# [Your assignment]
An exact copy of the entries below is needed, with every picture left out.

** Opening Data supplied block **

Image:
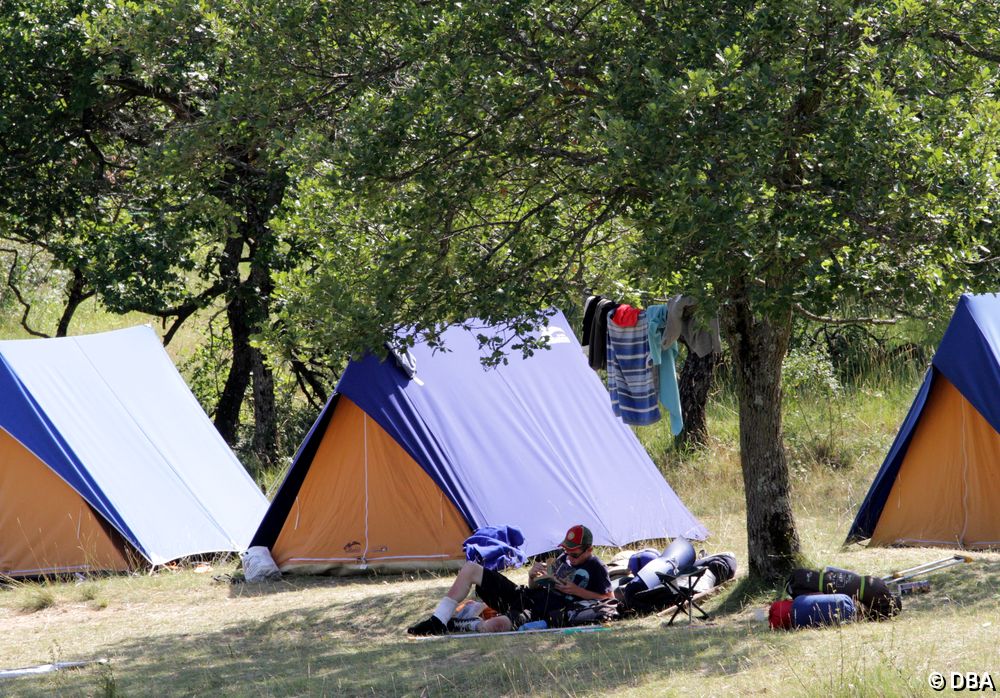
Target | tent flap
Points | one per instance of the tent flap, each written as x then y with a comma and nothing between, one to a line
113,419
532,443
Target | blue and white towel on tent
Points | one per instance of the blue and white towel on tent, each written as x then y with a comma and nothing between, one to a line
495,547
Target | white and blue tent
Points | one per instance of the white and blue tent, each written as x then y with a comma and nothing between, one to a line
107,458
402,465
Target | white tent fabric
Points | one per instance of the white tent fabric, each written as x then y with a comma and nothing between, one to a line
116,409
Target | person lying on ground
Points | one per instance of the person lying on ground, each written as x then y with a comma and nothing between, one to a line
577,574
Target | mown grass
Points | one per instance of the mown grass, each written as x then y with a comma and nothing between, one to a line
181,633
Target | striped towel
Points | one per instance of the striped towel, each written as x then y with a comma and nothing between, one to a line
630,373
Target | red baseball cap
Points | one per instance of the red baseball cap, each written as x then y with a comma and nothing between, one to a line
577,538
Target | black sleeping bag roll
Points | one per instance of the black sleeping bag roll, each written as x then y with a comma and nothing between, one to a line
871,592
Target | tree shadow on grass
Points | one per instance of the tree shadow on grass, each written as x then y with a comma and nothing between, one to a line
297,582
358,646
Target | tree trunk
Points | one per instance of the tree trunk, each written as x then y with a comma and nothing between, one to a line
759,346
76,293
265,435
694,384
227,410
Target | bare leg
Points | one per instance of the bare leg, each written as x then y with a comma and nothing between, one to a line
469,576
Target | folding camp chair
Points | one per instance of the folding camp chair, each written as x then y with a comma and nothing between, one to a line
678,592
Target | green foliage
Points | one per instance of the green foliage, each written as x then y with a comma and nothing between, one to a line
809,371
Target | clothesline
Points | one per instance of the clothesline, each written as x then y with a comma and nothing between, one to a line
638,349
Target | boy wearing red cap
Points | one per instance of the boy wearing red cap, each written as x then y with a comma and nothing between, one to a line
575,575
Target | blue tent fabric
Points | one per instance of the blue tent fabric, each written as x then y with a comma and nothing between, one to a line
532,443
871,508
969,357
969,353
495,547
110,415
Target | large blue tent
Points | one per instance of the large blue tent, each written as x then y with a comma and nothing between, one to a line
102,443
940,482
398,469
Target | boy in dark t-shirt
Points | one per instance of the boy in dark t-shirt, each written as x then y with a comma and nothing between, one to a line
576,574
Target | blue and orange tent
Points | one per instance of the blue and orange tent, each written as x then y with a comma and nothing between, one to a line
106,458
940,482
398,470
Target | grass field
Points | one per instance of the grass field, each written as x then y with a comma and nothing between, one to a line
180,632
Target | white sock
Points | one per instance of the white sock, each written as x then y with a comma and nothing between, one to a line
445,609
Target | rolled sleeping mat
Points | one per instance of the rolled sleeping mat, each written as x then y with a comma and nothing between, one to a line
677,557
642,558
822,609
872,593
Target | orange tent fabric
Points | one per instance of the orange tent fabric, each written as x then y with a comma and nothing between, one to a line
365,498
45,526
945,493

** Closing Data supplied block **

# [Response below]
Image:
Target | tent flap
Points | one per instance of the tent flap, each written as x then y with a comma and nothing between, one to a line
113,419
532,443
Target | blue and white towel on tent
Points | one per instance of the blue and white towel on tent, each written as x then y with a comma and nothing between, one to a line
495,547
Target | white and blue tent
Points | one per instance of the white and blue tent, each written as x then y with a comma and nothing between, one to a line
107,458
402,465
Target | white tent fabric
Points | one per instance of the white tent fabric, each written as x then y with a comma and nothing between, one to a line
116,409
Target | person lying on ground
Points | one per instance of the person lying on ground, each written as x then y with a comma and nothing between, one to a line
577,574
Target | mown grass
Points | one per instance of the mown grass, each written as x then y with a comma and nothing between, one to a line
181,633
Target | striped towel
Points | one per instance of the striped towel, each written as x then y with a comma and nothing between, one to a line
630,373
Target | red baseball cap
Points | one per instance of the red baseball cap, each written as x then y with a comma and nothing between, one to a line
577,538
Target | black sleeping bag roll
Points | one per instance of the black sleeping bag roll, each written as x then y with a comma and nothing between, one to a line
871,592
Target | tree shadow on grass
Points | one per instance of the tree shadow on grass, each written as x then y with a comma and nothing between, one to a line
297,582
358,646
Target | tree trunk
Points | one per instance of the tree trunk, each written as x then y with a comma and nothing between, one to a line
759,346
76,293
265,435
694,384
227,410
Target | bare leg
Points | one per instance of the bare leg, each written as x then y with a comma and nothing between, one to a line
469,576
Target | folding camp chair
Points | one per instance of the folding camp chair, each written as x then y with a comma and nothing between, one to a line
678,592
Target | green foliage
Points | one per instance of the green foliage, each written as x then y with a comma and nothing between, one to a line
809,371
Target | clothesline
Points | one per instance of the clothesline, each written as x then y with a comma and nothing between, one to a line
638,349
Target | boy wearing red cap
Points | one per instance of the boy wearing red cap, each written as x then y with a comma and nothing between, one to a line
575,575
Target | blue tent fabric
Points | one per instance of the blue tent fabric, each written as x then y with a comma and nothing between, one to a line
532,443
871,508
969,357
969,353
495,547
110,415
Target | large blue tent
Points | one per instance of the large blue tent, each written as x then y with a comma and nothing between, one to a line
102,443
940,482
398,469
Target | boy in dark t-shirt
Points | one per instance of the boy in dark t-shirt, each written as x then y with a comma and nothing between, one to a line
576,574
Target | blue and orange tent
Points | one per instance of the blue and orange tent, each written as x then y with a comma and nothing between, one to a line
106,458
940,482
398,470
Target | grass field
Points | one per instance of the grass field, each written as x then y with a comma and nothing between, one to a line
180,632
Target | white sock
Points | one per instance of the white sock, each written as x then y with a comma and nothing between, one to a line
445,609
Target | rolled sleeping mat
Points | one per instance of the rolled sleeping mat, each written as x then y with a comma and nothing between, one to a line
677,557
642,558
822,609
872,593
Target | orange tent fabric
Points | one per instance of the orange tent fabric, each written as x then y with a comma and nothing between, one to a line
365,498
45,526
945,493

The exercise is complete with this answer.